* **Short problem**
Copy the records word for word, from the beginning up to and including the line with "127], [117, 130]]]".

[START OF Record list]

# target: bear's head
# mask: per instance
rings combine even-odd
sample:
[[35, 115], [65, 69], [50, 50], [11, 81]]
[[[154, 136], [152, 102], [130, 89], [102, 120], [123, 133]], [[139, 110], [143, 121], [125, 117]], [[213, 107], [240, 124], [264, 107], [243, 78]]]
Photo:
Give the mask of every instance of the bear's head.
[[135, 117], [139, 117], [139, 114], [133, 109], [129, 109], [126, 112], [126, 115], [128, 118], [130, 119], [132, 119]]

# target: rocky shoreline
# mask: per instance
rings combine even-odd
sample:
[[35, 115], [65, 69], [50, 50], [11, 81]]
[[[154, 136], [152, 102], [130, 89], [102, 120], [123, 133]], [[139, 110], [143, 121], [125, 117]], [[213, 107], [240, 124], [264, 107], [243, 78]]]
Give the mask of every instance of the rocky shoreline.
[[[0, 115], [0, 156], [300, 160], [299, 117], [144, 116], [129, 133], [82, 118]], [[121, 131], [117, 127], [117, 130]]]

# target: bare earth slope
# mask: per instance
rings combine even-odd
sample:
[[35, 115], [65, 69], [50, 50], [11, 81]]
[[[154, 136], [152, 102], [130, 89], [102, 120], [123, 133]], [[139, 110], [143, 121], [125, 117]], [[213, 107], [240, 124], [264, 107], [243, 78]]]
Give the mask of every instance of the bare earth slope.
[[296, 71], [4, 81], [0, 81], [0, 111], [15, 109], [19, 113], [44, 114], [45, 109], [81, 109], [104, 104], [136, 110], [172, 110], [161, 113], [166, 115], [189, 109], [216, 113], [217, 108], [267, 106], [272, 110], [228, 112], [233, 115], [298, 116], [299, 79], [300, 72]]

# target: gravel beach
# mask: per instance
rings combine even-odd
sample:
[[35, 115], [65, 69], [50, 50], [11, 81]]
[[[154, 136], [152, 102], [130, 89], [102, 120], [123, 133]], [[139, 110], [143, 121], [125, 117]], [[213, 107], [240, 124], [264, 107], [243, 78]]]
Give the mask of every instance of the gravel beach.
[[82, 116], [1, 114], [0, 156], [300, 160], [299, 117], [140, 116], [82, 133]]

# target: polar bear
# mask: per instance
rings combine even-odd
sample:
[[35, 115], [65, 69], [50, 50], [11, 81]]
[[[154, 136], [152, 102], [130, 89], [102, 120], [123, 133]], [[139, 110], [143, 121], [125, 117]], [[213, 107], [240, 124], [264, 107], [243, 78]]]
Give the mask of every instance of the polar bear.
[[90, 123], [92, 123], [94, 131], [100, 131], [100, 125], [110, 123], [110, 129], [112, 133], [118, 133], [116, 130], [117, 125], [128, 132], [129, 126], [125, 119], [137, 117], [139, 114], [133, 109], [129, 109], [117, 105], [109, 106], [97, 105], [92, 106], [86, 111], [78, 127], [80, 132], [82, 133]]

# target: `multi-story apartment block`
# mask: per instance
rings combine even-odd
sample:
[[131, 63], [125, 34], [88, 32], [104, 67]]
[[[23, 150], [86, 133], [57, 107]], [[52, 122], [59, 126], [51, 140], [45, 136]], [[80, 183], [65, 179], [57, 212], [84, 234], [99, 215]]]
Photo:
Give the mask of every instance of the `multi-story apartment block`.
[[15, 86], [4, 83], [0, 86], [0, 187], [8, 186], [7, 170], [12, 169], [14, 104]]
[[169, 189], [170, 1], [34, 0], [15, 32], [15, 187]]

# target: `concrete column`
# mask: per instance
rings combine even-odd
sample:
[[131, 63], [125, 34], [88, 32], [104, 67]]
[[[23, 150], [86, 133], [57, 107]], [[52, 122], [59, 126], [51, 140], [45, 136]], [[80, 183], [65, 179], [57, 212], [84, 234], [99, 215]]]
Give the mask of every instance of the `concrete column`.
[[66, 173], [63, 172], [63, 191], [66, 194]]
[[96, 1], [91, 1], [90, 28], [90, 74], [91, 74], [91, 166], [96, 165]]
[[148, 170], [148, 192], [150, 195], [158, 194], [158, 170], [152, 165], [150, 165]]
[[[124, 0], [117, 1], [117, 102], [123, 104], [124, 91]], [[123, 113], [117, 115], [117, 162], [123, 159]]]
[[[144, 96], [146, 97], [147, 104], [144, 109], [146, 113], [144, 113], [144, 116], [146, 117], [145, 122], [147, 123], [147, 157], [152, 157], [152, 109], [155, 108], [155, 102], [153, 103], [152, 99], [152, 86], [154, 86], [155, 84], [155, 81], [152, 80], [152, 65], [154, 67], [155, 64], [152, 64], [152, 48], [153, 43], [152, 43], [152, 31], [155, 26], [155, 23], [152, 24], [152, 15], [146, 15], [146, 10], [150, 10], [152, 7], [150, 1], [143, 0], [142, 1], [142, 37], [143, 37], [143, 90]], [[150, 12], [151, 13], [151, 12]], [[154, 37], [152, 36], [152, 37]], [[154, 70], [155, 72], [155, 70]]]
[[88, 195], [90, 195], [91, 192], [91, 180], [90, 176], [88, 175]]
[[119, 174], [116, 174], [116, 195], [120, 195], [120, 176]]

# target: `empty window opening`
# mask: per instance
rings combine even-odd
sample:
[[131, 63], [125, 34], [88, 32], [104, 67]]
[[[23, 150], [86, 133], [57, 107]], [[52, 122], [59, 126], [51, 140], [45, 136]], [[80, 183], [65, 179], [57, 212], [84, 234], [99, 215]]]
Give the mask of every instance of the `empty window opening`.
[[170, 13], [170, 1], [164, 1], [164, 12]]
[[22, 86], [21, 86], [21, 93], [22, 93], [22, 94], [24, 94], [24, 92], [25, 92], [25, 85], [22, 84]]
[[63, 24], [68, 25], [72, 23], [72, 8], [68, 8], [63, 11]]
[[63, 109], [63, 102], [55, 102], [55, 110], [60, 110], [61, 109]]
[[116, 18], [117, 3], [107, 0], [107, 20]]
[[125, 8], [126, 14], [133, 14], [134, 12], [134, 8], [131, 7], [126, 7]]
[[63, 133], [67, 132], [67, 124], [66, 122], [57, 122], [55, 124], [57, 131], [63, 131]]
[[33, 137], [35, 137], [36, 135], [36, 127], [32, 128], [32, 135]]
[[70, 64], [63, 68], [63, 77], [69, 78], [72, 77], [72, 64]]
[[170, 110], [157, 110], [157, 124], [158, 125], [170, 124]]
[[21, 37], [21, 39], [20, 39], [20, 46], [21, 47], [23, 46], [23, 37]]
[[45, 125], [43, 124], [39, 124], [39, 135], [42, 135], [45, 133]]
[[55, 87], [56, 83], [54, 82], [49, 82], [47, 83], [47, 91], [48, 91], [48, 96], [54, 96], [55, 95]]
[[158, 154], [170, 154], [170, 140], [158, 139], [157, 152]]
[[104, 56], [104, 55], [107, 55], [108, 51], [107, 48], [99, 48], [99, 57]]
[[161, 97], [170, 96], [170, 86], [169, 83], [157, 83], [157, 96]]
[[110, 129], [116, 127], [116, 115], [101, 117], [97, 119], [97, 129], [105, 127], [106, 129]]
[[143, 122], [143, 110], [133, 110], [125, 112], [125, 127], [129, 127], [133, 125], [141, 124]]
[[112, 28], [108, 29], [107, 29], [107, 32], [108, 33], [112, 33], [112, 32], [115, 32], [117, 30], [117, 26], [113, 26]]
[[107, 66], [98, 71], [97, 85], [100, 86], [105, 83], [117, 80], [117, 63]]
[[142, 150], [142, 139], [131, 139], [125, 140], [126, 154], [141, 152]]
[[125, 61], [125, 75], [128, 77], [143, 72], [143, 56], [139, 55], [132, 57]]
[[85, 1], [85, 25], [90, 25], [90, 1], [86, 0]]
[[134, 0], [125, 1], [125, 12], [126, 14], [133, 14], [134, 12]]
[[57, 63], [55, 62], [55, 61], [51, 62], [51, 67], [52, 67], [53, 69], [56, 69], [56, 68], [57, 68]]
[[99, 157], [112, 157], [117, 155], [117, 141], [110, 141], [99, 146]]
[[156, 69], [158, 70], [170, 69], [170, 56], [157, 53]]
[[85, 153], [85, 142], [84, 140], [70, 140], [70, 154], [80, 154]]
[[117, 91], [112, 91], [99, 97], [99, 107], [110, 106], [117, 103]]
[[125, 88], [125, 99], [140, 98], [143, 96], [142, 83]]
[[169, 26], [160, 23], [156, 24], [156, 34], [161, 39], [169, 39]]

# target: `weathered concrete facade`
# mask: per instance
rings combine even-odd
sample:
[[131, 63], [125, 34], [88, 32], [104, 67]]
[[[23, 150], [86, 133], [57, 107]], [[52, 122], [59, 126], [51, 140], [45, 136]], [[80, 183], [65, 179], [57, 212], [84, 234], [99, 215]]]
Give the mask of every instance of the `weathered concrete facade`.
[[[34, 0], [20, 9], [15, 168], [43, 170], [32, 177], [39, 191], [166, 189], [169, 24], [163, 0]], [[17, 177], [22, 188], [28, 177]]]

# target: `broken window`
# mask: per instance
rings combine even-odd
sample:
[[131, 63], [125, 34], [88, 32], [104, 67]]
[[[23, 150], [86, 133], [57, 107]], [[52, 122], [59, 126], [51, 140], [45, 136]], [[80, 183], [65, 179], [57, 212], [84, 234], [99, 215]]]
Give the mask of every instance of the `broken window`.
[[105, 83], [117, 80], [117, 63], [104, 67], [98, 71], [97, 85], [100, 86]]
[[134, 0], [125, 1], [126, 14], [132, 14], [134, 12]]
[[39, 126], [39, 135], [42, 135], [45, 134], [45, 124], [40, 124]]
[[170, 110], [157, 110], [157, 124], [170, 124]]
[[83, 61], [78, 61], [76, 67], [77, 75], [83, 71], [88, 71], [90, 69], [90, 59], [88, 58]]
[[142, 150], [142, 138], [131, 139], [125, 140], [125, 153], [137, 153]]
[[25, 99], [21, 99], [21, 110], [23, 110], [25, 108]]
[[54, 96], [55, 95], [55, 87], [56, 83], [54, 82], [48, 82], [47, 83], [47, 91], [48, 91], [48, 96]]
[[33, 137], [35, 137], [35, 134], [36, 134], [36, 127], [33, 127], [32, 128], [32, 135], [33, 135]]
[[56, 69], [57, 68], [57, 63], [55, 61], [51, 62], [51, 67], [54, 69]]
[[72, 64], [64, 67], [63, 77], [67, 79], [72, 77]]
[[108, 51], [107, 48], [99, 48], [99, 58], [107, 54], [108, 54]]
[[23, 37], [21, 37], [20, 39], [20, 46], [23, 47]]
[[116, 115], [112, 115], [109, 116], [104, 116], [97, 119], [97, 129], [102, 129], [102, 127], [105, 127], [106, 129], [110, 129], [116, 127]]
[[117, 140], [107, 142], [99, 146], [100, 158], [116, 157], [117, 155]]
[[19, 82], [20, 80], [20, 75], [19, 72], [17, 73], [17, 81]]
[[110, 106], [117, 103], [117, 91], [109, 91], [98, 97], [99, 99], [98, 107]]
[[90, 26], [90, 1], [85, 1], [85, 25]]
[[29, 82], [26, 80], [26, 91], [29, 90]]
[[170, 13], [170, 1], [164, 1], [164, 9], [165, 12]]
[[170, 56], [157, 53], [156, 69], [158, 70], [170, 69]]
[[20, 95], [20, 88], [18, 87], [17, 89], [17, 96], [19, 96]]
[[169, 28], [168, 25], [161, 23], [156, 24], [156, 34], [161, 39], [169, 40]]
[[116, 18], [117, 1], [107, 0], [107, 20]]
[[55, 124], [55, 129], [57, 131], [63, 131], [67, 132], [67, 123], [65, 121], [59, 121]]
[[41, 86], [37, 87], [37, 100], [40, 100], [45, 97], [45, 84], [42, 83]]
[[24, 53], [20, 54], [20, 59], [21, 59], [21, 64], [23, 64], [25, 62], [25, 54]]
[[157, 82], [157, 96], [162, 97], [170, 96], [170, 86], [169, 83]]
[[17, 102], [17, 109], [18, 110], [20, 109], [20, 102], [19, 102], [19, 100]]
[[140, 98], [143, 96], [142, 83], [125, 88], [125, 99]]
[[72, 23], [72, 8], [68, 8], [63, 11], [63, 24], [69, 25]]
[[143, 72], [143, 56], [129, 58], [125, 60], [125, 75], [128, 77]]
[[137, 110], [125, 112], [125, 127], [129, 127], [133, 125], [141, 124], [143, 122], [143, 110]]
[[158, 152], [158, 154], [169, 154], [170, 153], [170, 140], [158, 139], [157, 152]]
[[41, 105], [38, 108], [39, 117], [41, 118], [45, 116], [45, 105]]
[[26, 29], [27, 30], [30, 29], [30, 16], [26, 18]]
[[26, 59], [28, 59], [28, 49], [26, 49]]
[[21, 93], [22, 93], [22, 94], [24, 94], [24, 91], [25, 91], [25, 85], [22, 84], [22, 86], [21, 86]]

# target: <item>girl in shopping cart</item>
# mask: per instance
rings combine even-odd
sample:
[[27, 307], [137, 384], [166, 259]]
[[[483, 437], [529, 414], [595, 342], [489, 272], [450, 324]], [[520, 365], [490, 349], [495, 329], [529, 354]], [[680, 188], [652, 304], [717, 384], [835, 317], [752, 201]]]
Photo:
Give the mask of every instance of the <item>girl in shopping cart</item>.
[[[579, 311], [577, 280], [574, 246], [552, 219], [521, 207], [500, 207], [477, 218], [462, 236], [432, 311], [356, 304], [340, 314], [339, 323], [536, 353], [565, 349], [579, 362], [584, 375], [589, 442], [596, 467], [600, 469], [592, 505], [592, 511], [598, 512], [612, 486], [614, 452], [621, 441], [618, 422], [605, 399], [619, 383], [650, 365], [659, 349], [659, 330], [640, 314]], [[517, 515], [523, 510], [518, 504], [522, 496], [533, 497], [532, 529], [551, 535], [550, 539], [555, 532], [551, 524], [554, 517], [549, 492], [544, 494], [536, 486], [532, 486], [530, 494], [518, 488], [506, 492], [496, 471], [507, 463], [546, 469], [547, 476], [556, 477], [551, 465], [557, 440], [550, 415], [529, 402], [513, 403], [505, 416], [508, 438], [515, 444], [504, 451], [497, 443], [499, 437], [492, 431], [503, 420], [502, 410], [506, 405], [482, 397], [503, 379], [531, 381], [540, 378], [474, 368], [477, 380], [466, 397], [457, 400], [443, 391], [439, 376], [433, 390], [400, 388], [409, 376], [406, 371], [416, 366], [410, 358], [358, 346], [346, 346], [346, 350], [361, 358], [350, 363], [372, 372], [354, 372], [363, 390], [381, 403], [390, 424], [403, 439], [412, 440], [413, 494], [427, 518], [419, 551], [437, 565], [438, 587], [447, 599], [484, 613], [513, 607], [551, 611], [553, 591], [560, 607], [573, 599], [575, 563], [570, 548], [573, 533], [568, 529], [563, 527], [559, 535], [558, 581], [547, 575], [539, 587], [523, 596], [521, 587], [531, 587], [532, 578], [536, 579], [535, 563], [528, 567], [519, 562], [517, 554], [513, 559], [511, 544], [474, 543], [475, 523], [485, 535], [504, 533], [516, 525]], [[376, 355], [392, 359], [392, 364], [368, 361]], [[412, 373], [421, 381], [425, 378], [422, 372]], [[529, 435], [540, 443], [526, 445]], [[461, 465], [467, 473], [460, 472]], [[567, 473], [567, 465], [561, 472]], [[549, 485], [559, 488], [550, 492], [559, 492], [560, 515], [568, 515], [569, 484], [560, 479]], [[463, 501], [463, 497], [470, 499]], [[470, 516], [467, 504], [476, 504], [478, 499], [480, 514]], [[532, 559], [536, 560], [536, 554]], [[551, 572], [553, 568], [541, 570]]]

[END OF Record list]

* **Solution for this exercise**
# target: bear's head
# mask: per instance
rings combine even-odd
sample:
[[35, 115], [65, 69], [50, 50], [11, 81]]
[[[154, 136], [152, 102], [130, 89], [102, 120], [123, 133]], [[139, 110], [143, 121], [125, 117]], [[213, 107], [240, 124], [264, 107], [243, 78]]]
Photo:
Give the mask of every instance of the bear's head.
[[135, 117], [139, 117], [139, 114], [133, 109], [129, 109], [126, 112], [126, 115], [128, 118], [130, 119], [132, 119]]

# target: rocky shoreline
# mask: per instance
rings combine even-odd
sample:
[[35, 115], [65, 69], [50, 50], [11, 81]]
[[[154, 136], [152, 102], [130, 89], [102, 120], [123, 133]], [[139, 110], [143, 121], [125, 117]], [[213, 107], [240, 124], [264, 107], [243, 78]]]
Give the mask of every instance of the rocky shoreline.
[[[0, 115], [0, 156], [300, 160], [299, 117], [144, 116], [129, 133], [82, 118]], [[121, 131], [117, 127], [117, 130]]]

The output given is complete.